[Collection entries]
++++++++++++++++++++

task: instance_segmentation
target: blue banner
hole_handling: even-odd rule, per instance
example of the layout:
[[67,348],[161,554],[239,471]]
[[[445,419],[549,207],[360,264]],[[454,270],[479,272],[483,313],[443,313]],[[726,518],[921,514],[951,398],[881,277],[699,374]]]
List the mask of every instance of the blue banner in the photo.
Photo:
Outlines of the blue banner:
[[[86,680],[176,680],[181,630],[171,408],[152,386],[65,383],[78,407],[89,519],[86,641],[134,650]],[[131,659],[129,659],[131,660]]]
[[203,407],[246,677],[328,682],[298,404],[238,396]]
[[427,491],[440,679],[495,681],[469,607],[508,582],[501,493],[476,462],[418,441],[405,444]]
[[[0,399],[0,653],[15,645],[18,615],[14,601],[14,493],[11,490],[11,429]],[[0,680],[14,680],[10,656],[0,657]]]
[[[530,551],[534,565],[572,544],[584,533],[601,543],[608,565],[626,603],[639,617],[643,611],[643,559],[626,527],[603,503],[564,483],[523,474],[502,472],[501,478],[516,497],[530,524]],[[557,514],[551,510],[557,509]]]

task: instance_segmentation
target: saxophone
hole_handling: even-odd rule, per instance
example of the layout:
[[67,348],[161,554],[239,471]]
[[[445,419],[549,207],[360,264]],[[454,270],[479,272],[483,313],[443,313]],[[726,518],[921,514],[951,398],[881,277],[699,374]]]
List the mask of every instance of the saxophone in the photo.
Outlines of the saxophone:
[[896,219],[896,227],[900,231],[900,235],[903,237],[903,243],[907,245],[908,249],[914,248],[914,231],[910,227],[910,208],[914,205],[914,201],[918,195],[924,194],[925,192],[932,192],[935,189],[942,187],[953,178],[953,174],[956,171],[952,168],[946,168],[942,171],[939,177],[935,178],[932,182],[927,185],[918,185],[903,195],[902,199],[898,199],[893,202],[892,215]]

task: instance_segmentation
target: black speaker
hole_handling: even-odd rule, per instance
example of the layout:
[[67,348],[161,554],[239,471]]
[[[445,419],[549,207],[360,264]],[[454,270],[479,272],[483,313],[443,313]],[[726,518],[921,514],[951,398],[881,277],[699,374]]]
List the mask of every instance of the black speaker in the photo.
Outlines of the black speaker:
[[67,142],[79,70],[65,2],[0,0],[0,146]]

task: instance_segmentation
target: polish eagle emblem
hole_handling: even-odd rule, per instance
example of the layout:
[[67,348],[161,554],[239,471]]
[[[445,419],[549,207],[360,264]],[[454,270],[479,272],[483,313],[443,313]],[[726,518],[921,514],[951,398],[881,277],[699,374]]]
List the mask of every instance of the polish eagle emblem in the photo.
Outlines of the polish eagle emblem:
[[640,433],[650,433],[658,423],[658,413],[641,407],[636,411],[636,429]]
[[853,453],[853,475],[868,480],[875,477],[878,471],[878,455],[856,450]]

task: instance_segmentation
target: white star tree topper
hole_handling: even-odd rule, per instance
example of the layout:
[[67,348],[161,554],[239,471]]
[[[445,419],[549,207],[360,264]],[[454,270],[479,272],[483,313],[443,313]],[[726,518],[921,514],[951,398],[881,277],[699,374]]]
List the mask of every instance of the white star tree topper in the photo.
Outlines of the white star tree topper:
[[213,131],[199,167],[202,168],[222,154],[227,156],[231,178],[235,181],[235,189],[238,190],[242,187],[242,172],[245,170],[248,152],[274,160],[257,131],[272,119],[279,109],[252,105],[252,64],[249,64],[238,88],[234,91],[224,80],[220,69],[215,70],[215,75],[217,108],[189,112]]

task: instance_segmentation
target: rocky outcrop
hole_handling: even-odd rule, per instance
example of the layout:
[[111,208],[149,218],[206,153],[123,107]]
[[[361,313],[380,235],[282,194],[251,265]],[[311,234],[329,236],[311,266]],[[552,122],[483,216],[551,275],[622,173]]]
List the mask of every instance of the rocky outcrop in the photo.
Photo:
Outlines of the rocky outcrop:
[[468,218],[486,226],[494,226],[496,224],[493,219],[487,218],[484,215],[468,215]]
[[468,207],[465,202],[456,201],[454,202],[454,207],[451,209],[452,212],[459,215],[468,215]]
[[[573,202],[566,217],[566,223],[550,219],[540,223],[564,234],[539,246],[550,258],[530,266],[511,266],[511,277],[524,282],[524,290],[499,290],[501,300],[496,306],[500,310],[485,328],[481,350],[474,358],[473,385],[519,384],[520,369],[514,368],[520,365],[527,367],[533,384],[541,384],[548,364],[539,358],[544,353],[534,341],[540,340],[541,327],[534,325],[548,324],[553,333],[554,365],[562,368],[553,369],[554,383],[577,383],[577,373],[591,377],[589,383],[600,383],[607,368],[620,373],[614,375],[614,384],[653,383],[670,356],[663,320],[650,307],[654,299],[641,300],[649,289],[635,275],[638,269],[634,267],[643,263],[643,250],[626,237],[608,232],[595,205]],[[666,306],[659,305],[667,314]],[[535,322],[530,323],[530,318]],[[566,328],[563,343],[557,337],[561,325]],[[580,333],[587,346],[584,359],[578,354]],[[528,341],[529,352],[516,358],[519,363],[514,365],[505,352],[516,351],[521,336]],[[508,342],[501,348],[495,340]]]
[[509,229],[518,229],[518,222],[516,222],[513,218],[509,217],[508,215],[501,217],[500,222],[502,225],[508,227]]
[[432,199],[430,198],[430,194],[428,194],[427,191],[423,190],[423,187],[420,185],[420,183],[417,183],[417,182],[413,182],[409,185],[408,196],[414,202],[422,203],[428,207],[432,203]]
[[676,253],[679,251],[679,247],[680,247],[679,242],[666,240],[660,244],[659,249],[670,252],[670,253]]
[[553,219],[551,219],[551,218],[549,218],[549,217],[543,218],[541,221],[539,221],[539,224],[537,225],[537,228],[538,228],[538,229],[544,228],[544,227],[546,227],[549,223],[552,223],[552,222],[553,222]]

++++++++++++++++++++

Assigned task: Transcribe all of the entries without alteration.

Written response:
task: instance_segmentation
target: blue banner
hole_handling: even-odd rule, per instance
example of the layout:
[[67,348],[161,554],[239,471]]
[[[445,419],[549,207],[360,264]],[[454,270],[479,272],[483,313],[443,313]],[[726,518],[921,514],[951,398],[881,277],[699,374]]]
List the mask of every instance of the blue banner in the photo.
Photo:
Outlines of the blue banner:
[[[86,680],[176,680],[181,630],[171,408],[152,386],[65,383],[78,407],[89,519],[86,641],[134,650]],[[131,659],[129,659],[131,660]]]
[[203,407],[246,677],[328,682],[298,404],[238,396]]
[[427,491],[440,679],[495,681],[469,607],[508,582],[501,493],[476,462],[418,441],[405,444]]
[[[0,399],[0,653],[15,645],[18,615],[14,601],[14,493],[11,490],[11,429]],[[0,680],[14,680],[10,656],[0,657]]]
[[[530,551],[534,565],[572,544],[584,533],[601,543],[608,565],[626,603],[639,617],[643,611],[643,559],[626,527],[603,503],[564,483],[523,474],[502,472],[501,478],[516,497],[530,524]],[[557,514],[551,510],[557,509]]]

task: instance_segmentation
target: saxophone
hole_handling: even-odd rule, per instance
example of the layout:
[[67,348],[161,554],[239,471]]
[[[445,419],[549,207],[360,264]],[[454,270],[479,272],[483,313],[443,313]],[[726,518],[921,514],[951,398],[881,277],[699,374]]]
List the mask of every instance of the saxophone in the photo.
Outlines of the saxophone:
[[896,219],[896,227],[900,231],[900,235],[903,237],[903,243],[907,245],[908,249],[914,248],[914,231],[910,227],[910,208],[914,205],[914,201],[918,195],[924,194],[925,192],[932,192],[935,189],[942,187],[953,178],[953,174],[956,171],[952,168],[946,168],[942,171],[939,177],[935,178],[932,182],[927,185],[918,185],[903,195],[902,199],[898,199],[893,202],[892,215]]

task: instance_segmentation
target: black speaker
hole_handling: even-odd rule, per instance
example of the layout:
[[67,348],[161,554],[239,471]]
[[[445,419],[549,207],[360,264]],[[454,270],[479,272],[483,313],[443,313]],[[726,518],[921,514],[951,398],[881,277],[699,374]]]
List the mask of every instance of the black speaker in the photo.
Outlines of the black speaker:
[[67,142],[79,70],[65,2],[0,0],[0,146]]

task: instance_segmentation
target: polish eagle emblem
hole_handling: even-odd rule, per instance
example of the layout:
[[67,348],[161,554],[239,471]]
[[[445,419],[549,207],[360,264]],[[454,270],[479,272],[483,313],[443,313]],[[726,518],[921,514],[951,398],[881,277],[699,374]]]
List the mask of every instance of the polish eagle emblem in the photo.
Outlines of the polish eagle emblem:
[[640,433],[650,433],[658,423],[658,413],[641,407],[636,411],[636,429]]
[[853,453],[853,475],[868,480],[875,477],[878,471],[878,455],[856,450]]

task: instance_segmentation
target: white star tree topper
hole_handling: even-odd rule, per instance
example of the layout:
[[67,348],[161,554],[239,471]]
[[[445,419],[549,207],[360,264]],[[454,270],[479,272],[483,313],[443,313]],[[726,518],[921,514],[951,398],[881,277],[699,374]]]
List the mask of every instance of the white star tree topper in the photo.
Outlines of the white star tree topper:
[[213,131],[199,167],[202,168],[222,154],[227,156],[231,178],[235,181],[235,189],[238,190],[242,187],[242,172],[245,170],[248,152],[274,160],[257,131],[272,119],[279,109],[252,105],[252,64],[249,64],[238,88],[234,91],[224,80],[220,69],[215,70],[215,75],[217,108],[189,112]]

task: instance_segmentation
target: rocky outcrop
hole_handling: even-odd rule, per instance
example of the layout:
[[111,208],[149,218],[206,153],[123,107]]
[[[361,313],[380,235],[282,194],[251,265]],[[311,234],[329,236],[311,266]],[[552,122],[483,216],[551,275],[622,173]]]
List the mask of every instance of the rocky outcrop in the photo.
Photo:
Outlines of the rocky outcrop:
[[468,218],[486,226],[494,226],[496,224],[493,219],[487,218],[484,215],[468,215]]
[[468,207],[465,202],[456,201],[454,202],[454,207],[451,209],[452,212],[459,215],[468,215]]
[[[573,202],[566,217],[566,223],[550,219],[540,223],[564,234],[539,246],[550,258],[530,266],[511,266],[511,277],[524,282],[524,290],[499,290],[501,300],[496,306],[500,310],[485,328],[481,350],[474,358],[473,385],[519,384],[520,369],[514,368],[520,365],[527,367],[533,384],[541,384],[548,364],[539,358],[544,353],[534,341],[540,340],[541,327],[534,325],[548,324],[553,333],[554,365],[562,368],[553,369],[554,383],[577,383],[577,373],[591,377],[589,383],[600,383],[607,368],[620,373],[614,375],[614,384],[653,383],[670,356],[663,320],[650,307],[654,299],[641,300],[649,289],[635,275],[638,269],[634,267],[643,263],[643,250],[626,237],[608,232],[595,205]],[[666,306],[659,305],[667,314]],[[535,322],[530,323],[530,318]],[[566,328],[563,343],[557,337],[561,325]],[[580,333],[587,346],[584,359],[578,354]],[[528,341],[529,352],[516,358],[519,363],[514,365],[505,352],[516,351],[521,336]],[[508,342],[501,348],[495,340]]]
[[509,229],[518,229],[518,222],[516,222],[513,218],[509,217],[508,215],[501,217],[500,222],[502,225],[508,227]]
[[432,199],[430,198],[430,194],[428,194],[427,191],[423,190],[423,187],[420,185],[420,183],[417,183],[417,182],[413,182],[409,185],[408,196],[414,202],[422,203],[428,207],[432,203]]
[[676,253],[679,251],[679,247],[680,247],[679,242],[666,240],[660,244],[659,249],[670,252],[670,253]]
[[553,219],[551,219],[551,218],[549,218],[549,217],[543,218],[541,221],[539,221],[539,224],[537,225],[537,228],[538,228],[538,229],[544,228],[544,227],[546,227],[549,223],[552,223],[552,222],[553,222]]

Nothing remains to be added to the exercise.